Records excerpted from a collection:
■ ■ ■

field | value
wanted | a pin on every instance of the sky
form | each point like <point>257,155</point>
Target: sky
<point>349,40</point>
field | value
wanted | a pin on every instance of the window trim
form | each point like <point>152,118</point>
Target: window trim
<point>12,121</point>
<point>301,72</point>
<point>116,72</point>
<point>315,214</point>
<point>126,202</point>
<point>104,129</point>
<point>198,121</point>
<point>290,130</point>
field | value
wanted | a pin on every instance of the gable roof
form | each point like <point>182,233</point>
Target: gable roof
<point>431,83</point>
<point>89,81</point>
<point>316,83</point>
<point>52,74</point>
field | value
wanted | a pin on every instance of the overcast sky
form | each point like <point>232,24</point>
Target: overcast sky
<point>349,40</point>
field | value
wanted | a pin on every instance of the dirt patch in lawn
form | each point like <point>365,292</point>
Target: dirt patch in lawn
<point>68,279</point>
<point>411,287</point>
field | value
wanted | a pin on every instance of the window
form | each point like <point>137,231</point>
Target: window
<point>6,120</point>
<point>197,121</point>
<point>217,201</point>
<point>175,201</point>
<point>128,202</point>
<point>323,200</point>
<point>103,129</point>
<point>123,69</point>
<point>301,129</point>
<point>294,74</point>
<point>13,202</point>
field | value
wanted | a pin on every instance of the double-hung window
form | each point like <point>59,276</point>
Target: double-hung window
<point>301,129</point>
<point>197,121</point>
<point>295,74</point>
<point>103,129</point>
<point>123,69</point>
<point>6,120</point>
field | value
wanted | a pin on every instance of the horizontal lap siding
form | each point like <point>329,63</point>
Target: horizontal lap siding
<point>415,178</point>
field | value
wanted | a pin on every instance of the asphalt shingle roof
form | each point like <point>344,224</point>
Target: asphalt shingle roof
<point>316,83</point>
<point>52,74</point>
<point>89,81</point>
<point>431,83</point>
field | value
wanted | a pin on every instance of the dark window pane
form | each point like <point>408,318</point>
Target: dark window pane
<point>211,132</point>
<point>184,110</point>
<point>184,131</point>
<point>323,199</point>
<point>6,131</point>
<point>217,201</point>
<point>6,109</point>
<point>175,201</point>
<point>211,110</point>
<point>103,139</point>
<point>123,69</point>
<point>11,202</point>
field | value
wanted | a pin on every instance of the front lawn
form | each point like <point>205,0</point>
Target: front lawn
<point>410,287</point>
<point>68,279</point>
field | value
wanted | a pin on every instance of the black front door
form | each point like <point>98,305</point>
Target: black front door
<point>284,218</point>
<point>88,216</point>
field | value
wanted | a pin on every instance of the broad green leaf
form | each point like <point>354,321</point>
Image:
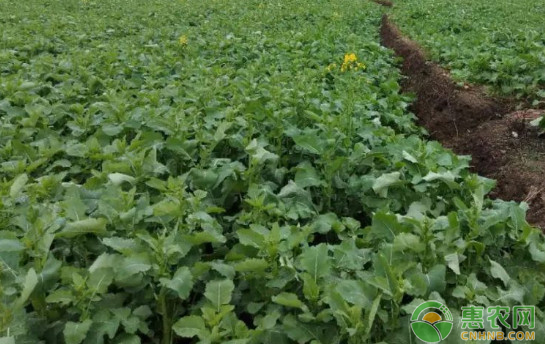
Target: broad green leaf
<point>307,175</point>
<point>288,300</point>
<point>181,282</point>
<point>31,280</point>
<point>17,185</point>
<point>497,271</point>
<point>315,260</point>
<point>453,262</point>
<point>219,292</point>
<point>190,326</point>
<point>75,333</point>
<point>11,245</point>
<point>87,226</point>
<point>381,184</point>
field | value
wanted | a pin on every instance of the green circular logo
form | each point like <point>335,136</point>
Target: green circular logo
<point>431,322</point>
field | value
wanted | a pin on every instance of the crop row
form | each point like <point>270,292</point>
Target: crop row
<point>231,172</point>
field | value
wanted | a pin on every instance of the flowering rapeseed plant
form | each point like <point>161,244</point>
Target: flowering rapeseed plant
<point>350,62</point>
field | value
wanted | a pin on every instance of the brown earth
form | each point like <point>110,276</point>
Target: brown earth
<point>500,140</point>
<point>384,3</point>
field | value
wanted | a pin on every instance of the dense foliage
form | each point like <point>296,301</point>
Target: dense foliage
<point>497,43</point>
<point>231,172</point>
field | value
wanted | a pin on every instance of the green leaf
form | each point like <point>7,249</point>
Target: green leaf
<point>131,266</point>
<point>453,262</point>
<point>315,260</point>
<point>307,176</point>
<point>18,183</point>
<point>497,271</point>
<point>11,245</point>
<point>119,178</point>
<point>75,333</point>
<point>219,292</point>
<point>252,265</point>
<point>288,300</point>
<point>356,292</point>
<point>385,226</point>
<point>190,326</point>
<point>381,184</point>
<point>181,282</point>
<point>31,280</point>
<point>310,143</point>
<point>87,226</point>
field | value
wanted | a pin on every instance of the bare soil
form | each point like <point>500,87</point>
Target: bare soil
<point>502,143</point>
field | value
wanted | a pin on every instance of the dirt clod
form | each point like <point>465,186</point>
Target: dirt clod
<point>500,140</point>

■ ■ ■

Requirement: Write out the entire listing above verbatim, omitting the pictures.

Exercise output:
field | value
wanted | a pin on every instance of the sky
form | each point like <point>257,155</point>
Target: sky
<point>349,40</point>
field | value
wanted | a pin on every instance of the window trim
form | each point like <point>152,118</point>
Target: window trim
<point>12,121</point>
<point>301,72</point>
<point>116,72</point>
<point>315,214</point>
<point>126,202</point>
<point>104,129</point>
<point>198,121</point>
<point>290,130</point>
field | value
wanted | a pin on every instance of the gable roof
form | each point like <point>182,233</point>
Target: gable roof
<point>431,83</point>
<point>89,81</point>
<point>316,83</point>
<point>52,74</point>
field | value
wanted | a pin on every instance of the overcast sky
form | each point like <point>232,24</point>
Target: overcast sky
<point>349,40</point>
field | value
wanted | a pin on every instance of the dirt patch in lawn
form | each point like <point>365,292</point>
Target: dirt patch in lawn
<point>68,279</point>
<point>411,287</point>
field | value
wanted | a pin on every instance of the window
form | each point like <point>137,231</point>
Target: window
<point>6,120</point>
<point>197,121</point>
<point>217,201</point>
<point>175,201</point>
<point>128,202</point>
<point>323,200</point>
<point>103,129</point>
<point>123,69</point>
<point>301,129</point>
<point>294,74</point>
<point>13,202</point>
field | value
wanted | a pin on every instance of the double-hung window
form | each point like <point>59,276</point>
Target: double-hung window
<point>301,129</point>
<point>197,121</point>
<point>295,74</point>
<point>103,129</point>
<point>123,69</point>
<point>6,120</point>
field | value
wanted | a pin on every instance of the horizontal lap siding
form | each point like <point>329,63</point>
Target: horizontal lap siding
<point>415,178</point>
field | value
wanted | a pin on every instance of the asphalt shingle roof
form | each point like <point>344,224</point>
Target: asphalt shingle roof
<point>316,83</point>
<point>52,74</point>
<point>89,81</point>
<point>431,83</point>
field | value
wanted | a pin on every instance of the dark window pane
form | each point like <point>408,318</point>
Target: dark window pane
<point>211,132</point>
<point>184,110</point>
<point>184,131</point>
<point>323,199</point>
<point>6,131</point>
<point>217,201</point>
<point>6,109</point>
<point>175,201</point>
<point>211,110</point>
<point>103,139</point>
<point>123,69</point>
<point>11,202</point>
field | value
wanted | a pin on every instance of the front lawn
form | each point like <point>205,0</point>
Target: front lawn
<point>410,287</point>
<point>68,279</point>
field | value
wanted | a pin on every instance of the black front door
form | each point like <point>98,305</point>
Target: black front door
<point>284,218</point>
<point>88,216</point>
field | value
wanted | a pin on every instance of the broad green leaf
form | each point like <point>354,321</point>
Image:
Target: broad green leaf
<point>307,175</point>
<point>288,300</point>
<point>181,282</point>
<point>31,280</point>
<point>17,185</point>
<point>497,271</point>
<point>315,260</point>
<point>453,262</point>
<point>219,292</point>
<point>190,326</point>
<point>75,333</point>
<point>11,245</point>
<point>87,226</point>
<point>381,184</point>
field | value
wanted | a pin on every instance of the green circular logo
form | each point like <point>335,136</point>
Target: green circular logo
<point>431,322</point>
field | value
wanted | a pin on every instance of the crop row
form | each point like <point>270,292</point>
Target: crop row
<point>231,172</point>
field | value
wanted | a pin on every instance of the flowering rapeseed plant
form | each point like <point>161,244</point>
Target: flowering rapeseed plant
<point>350,62</point>
field | value
wanted | a pin on every instance of the brown earth
form | each point like <point>110,276</point>
Target: brown earth
<point>500,140</point>
<point>384,3</point>
field | value
wanted | a pin on every instance of the dense foliage
form | each point like <point>296,301</point>
Target: dense foliage
<point>497,43</point>
<point>231,172</point>
field | value
wanted | a pin on every instance of the green leaf
form | each point like <point>7,249</point>
Target: green leaf
<point>131,266</point>
<point>453,262</point>
<point>315,260</point>
<point>307,176</point>
<point>18,183</point>
<point>497,271</point>
<point>11,245</point>
<point>119,178</point>
<point>75,333</point>
<point>219,292</point>
<point>252,265</point>
<point>288,300</point>
<point>356,292</point>
<point>385,226</point>
<point>190,326</point>
<point>381,184</point>
<point>181,282</point>
<point>31,280</point>
<point>310,143</point>
<point>87,226</point>
field | value
wanted | a pin on every instance of the bare soil
form | each point like <point>500,87</point>
Target: bare soil
<point>502,143</point>
field | value
wanted | a pin on every instance of the dirt clod
form | each point like <point>465,186</point>
Target: dirt clod
<point>500,140</point>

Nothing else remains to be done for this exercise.